Exercise inputs
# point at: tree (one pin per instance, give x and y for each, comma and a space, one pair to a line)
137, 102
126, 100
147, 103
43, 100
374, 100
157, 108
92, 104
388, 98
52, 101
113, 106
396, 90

Required task
Display every line of the rows above that contains the word "give".

Exercise solution
# point at: tree (one pin per instance, give x and y for each, comma and a space, one pair to a line)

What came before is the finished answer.